Start of Block
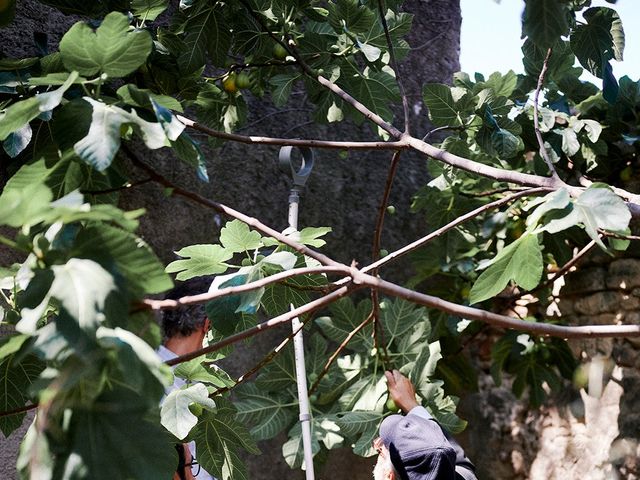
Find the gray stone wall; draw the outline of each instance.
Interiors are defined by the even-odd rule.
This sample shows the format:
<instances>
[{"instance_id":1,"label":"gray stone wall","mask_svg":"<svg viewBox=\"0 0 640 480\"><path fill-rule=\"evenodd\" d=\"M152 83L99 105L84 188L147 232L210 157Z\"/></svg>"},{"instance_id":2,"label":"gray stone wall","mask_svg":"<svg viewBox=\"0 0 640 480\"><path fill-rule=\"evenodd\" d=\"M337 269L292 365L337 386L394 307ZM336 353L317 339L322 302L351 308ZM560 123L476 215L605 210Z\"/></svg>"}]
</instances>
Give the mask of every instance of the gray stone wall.
<instances>
[{"instance_id":1,"label":"gray stone wall","mask_svg":"<svg viewBox=\"0 0 640 480\"><path fill-rule=\"evenodd\" d=\"M558 298L563 324L637 324L640 258L612 258L600 251L566 276ZM487 335L473 351L488 372ZM469 453L482 478L564 480L640 478L640 342L637 339L572 340L581 359L576 383L539 409L511 393L509 378L496 387L488 373L480 390L462 400L470 421Z\"/></svg>"}]
</instances>

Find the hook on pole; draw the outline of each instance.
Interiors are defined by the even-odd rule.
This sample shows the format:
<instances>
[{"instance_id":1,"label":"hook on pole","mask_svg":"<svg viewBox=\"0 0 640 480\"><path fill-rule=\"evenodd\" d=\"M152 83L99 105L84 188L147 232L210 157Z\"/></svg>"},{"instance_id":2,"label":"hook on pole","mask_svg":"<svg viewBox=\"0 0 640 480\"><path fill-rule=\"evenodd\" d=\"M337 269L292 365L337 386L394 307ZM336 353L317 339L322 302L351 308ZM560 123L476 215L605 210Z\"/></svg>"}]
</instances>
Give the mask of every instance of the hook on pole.
<instances>
[{"instance_id":1,"label":"hook on pole","mask_svg":"<svg viewBox=\"0 0 640 480\"><path fill-rule=\"evenodd\" d=\"M280 148L278 155L278 161L280 163L280 169L284 173L290 173L293 178L294 188L302 188L307 183L311 170L313 169L313 150L309 147L295 147L300 151L301 163L300 168L296 168L295 162L292 158L293 149L291 145Z\"/></svg>"}]
</instances>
End of Block
> **Task directions**: Pick every line containing the word "Find" out of the material, and copy those lines.

> **Response to this exercise**:
Find the gray stone wall; draw the outline of each instance.
Find the hook on pole; draw the outline of each instance.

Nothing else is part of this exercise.